* Written request
Copy out the biography of Holbrook Mann MacNeille word for word.

= Holbrook Mann MacNeille =

American mathematician

Holbrook Mann MacNeille (May 11, 1907 - September 30, 1973) was an American mathematician who worked for the United States Atomic Energy Commission before becoming the first Executive Director of the American Mathematical Society.

==Personal life==
MacNeille was born May 11, 1907, in New York City and was raised in Summit, New Jersey, the first of two brothers. His father was Perry Robinson MacNeille, an architect and urban planner and his mother Clausine Mann MacNeille who was active on the Summit Board of Education. His aunts were the Jungian analysts Kristine Mann and Anna Mann Richardson.

MacNeille went to the Summit Public Schools and summered in Bailey Island, Maine. At Bailey Island he became acquainted with Frank Aydelotte who encouraged him to go to Swarthmore College from which he graduated with highest honors in 1928. Following in Aydelotte's footsteps he was a Rhodes Scholar at Balliol College, Oxford, England 1928-1930 receiving a B.A. in 1930 and an M.A. in 1947. He received a Ph.D. in Mathematics from Harvard University in 1935 where he was the first student of Marshall Harvey Stone, was a Sterling Fellow at Yale University from 1935-1936 and a Benjamin Peirce Instructor at Harvard between 1936-1938. During the summers he was also a partner in the Dave Richardson Laboratories in Bailey Island, Maine, which produced dogfish prepared for dissection at school laboratories.

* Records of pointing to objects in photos
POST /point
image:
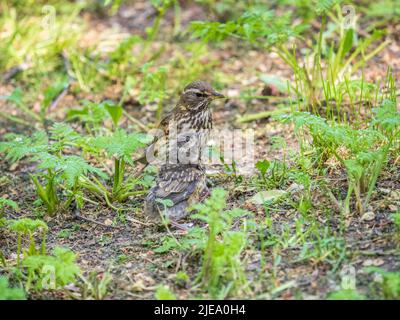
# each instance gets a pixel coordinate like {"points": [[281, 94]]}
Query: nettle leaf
{"points": [[62, 131], [122, 145], [72, 167], [114, 110], [62, 266], [17, 147], [257, 26], [26, 225], [8, 293]]}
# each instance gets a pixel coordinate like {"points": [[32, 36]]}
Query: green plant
{"points": [[51, 272], [120, 146], [7, 293], [222, 271], [345, 294], [96, 286], [28, 227], [7, 203], [389, 286], [56, 169], [314, 87], [363, 152], [164, 293]]}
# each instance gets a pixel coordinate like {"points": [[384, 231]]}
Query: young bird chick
{"points": [[181, 178]]}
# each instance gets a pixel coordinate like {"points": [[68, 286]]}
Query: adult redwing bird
{"points": [[181, 178]]}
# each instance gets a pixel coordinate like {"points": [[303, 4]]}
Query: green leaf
{"points": [[266, 196], [263, 166], [114, 110], [7, 293], [348, 42], [164, 293]]}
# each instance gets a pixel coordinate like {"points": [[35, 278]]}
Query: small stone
{"points": [[368, 216]]}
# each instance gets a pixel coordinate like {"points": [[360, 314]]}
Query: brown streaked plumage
{"points": [[182, 182]]}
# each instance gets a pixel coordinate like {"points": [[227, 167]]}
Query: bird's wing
{"points": [[177, 183]]}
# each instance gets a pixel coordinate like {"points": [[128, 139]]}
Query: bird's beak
{"points": [[216, 95]]}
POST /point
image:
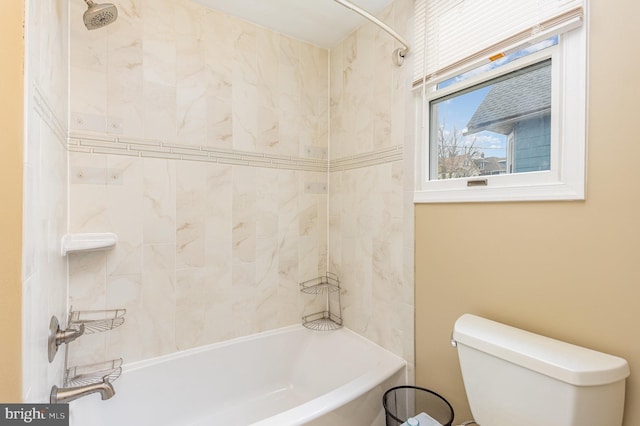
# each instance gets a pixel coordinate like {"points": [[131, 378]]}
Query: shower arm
{"points": [[399, 53]]}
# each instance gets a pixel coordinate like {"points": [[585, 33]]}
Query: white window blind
{"points": [[451, 34]]}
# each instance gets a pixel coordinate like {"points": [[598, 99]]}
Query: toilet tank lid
{"points": [[563, 361]]}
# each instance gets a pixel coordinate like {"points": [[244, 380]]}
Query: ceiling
{"points": [[321, 22]]}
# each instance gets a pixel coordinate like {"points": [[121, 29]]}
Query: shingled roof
{"points": [[514, 98]]}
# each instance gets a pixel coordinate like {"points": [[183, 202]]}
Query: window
{"points": [[508, 127]]}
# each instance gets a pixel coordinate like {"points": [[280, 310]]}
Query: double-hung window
{"points": [[502, 100]]}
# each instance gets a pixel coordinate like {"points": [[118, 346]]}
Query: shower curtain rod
{"points": [[399, 53]]}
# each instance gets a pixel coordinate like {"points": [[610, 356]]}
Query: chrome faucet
{"points": [[64, 395]]}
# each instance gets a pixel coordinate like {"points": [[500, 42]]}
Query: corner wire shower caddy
{"points": [[327, 319], [94, 322]]}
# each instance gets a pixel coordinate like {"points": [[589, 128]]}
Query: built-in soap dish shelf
{"points": [[93, 373], [97, 321], [321, 285], [331, 317], [76, 243], [322, 321]]}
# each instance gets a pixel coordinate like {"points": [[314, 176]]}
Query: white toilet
{"points": [[516, 378]]}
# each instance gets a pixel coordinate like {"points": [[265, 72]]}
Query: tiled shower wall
{"points": [[202, 141], [44, 270], [371, 181]]}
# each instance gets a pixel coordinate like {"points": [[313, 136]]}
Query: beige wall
{"points": [[567, 270], [11, 77]]}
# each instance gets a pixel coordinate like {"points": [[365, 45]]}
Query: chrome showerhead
{"points": [[99, 15]]}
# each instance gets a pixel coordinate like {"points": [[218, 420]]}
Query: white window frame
{"points": [[566, 178]]}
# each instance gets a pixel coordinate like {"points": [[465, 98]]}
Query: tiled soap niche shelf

* Answer in full
= Holbrook Mann MacNeille =

American mathematician

Holbrook Mann MacNeille (May 11, 1907 - September 30, 1973) was an American mathematician who worked for the United States Atomic Energy Commission before becoming the first Executive Director of the American Mathematical Society.

==Personal life==
MacNeille was born May 11, 1907, in New York City and was raised in Summit, New Jersey, the first of two brothers. His father was Perry Robinson MacNeille, an architect and urban planner and his mother Clausine Mann MacNeille who was active on the Summit Board of Education. His aunts were the Jungian analysts Kristine Mann and Anna Mann Richardson.

MacNeille went to the Summit Public Schools and summered in Bailey Island, Maine. At Bailey Island he became acquainted with Frank Aydelotte who encouraged him to go to Swarthmore College from which he graduated with highest honors in 1928. Following in Aydelotte's footsteps he was a Rhodes Scholar at Balliol College, Oxford, England 1928-1930 receiving a B.A. in 1930 and an M.A. in 1947. He received a Ph.D. in Mathematics from Harvard University in 1935 where he was the first student of Marshall Harvey Stone, was a Sterling Fellow at Yale University from 1935-1936 and a Benjamin Peirce Instructor at Harvard between 1936-1938. During the summers he was also a partner in the Dave Richardson Laboratories in Bailey Island, Maine, which produced dogfish prepared for dissection at school laboratories.